Begin SOURCE EXCERPT

Steven Pladl and his wife then separated, and he and Katie Pladl moved to Knightdale last year, renting the house on Earlston Court.

After they were arrested in January, Katie Pladl moved back to Connecticut with her adoptive parents. Steven Pladl continued to live in the Earlston Court house, Capps said, and the baby was in the custody of Steven Pladl's mother.

Police aren't releasing the cause of the baby's death, but Capps said he was alive as of Wednesday evening, when Steven Pladl stopped by his mother's home in Cary to pick the boy up.

A couple of neighbors on Earlston Court said they rarely saw Steven Pladl, and nobody noticed anything wrong Wednesday night.

Steven Pladl's mother was so concerned by an exchange she had on the phone with her son early Thursday that she called Knightdale police to request the well-being check, Capps said.

According to a 911 call Steven Pladl's mother made Thursday morning, Katie Pladl broke off her relationship with Steven Pladl over the phone on Wednesday, and he planned to take the child to her in New York.

Somewhere along the way, those plans changed.

"He said he killed his wife, he killed her father," the sobbing woman told a 911 dispatcher. "I can't even believe this is happening.

"He said he left the baby dead," she said. "He told me to call police, not to go over there [myself]."

According to NBC Connecticut, New Milford police received reports of gunshots at 8:40 a.m. and responded to an intersection near the Connecticut-New York state line, where they found a man and a woman dead in a pickup.

New York State Police said New Milford police alerted area law enforcement to be on the lookout for a light blue minivan with North Carolina plates. A vehicle matching that description was spotted in Dover, and when authorities converged on the minivan, which was parked with the engine running, they found a man dead inside, according to NBC Connecticut.

The chief identified the man killed in the pickup as Katie Pladl's adoptive father, 56-year-old Anthony Fusco.

End SOURCE EXCERPT
Begin PROVIDED INFORMATION

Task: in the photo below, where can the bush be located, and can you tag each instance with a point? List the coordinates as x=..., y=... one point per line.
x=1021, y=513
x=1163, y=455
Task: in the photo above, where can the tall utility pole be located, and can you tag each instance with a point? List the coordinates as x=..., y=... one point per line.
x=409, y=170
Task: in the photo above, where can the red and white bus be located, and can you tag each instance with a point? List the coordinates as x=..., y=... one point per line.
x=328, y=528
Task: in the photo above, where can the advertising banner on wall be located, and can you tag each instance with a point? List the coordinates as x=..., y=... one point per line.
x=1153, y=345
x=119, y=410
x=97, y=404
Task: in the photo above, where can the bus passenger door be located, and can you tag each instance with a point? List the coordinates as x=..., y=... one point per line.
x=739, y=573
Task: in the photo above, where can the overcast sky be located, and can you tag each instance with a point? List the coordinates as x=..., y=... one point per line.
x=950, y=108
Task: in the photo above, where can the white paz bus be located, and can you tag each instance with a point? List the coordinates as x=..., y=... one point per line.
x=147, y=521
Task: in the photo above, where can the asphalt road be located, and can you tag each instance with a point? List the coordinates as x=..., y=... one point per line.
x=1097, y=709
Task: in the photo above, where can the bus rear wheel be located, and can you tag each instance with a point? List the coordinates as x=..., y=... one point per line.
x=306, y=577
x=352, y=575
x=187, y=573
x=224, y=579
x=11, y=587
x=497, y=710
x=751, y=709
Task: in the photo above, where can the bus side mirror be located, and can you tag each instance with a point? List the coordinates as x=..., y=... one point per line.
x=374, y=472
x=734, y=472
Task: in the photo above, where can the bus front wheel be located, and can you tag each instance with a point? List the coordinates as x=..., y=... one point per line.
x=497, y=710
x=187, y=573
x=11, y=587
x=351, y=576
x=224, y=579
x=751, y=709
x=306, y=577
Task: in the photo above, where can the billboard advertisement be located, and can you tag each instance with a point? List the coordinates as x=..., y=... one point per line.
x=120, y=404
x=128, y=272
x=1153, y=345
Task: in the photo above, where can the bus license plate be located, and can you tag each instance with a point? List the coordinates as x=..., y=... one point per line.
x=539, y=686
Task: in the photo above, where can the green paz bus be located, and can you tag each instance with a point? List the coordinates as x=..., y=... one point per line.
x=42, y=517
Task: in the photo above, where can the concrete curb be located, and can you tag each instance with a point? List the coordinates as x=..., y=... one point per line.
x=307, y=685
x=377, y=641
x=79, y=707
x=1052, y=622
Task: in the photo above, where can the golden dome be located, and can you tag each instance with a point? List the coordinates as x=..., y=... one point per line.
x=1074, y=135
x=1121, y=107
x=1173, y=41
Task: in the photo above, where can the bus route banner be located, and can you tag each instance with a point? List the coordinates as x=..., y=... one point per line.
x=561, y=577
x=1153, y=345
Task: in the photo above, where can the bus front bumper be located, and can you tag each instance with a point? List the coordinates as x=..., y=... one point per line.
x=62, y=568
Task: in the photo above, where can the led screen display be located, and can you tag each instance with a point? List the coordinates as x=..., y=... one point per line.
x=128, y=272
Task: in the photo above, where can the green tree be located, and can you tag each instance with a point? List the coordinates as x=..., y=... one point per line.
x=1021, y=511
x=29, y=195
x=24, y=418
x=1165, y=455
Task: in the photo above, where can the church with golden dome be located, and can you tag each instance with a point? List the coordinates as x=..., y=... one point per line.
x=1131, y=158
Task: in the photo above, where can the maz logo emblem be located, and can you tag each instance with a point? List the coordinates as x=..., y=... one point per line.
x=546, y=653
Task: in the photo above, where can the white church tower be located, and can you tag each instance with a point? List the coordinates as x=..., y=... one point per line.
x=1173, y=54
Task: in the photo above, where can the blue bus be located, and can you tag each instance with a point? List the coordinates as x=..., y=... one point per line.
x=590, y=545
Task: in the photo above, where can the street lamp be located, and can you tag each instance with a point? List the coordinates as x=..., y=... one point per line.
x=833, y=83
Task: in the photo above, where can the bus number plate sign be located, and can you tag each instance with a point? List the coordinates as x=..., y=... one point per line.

End PROVIDED INFORMATION

GOAL A
Please write out the news excerpt word for word, starting with "Steven Pladl's mother was" and going on through "this is happening.".
GOAL B
According to the news excerpt, at what time did New Milford police receive reports of gunshots?
Rely on the news excerpt and nothing else.

WORKED SOLUTION A
Steven Pladl's mother was so concerned by an exchange she had on the phone with her son early Thursday that she called Knightdale police to request the well-being check, Capps said.

According to a 911 call Steven Pladl's mother made Thursday morning, Katie Pladl broke off her relationship with Steven Pladl over the phone on Wednesday, and he planned to take the child to her in New York.

Somewhere along the way, those plans changed.

"He said he killed his wife, he killed her father," the sobbing woman told a 911 dispatcher. "I can't even believe this is happening.

WORKED SOLUTION B
8:40 a.m.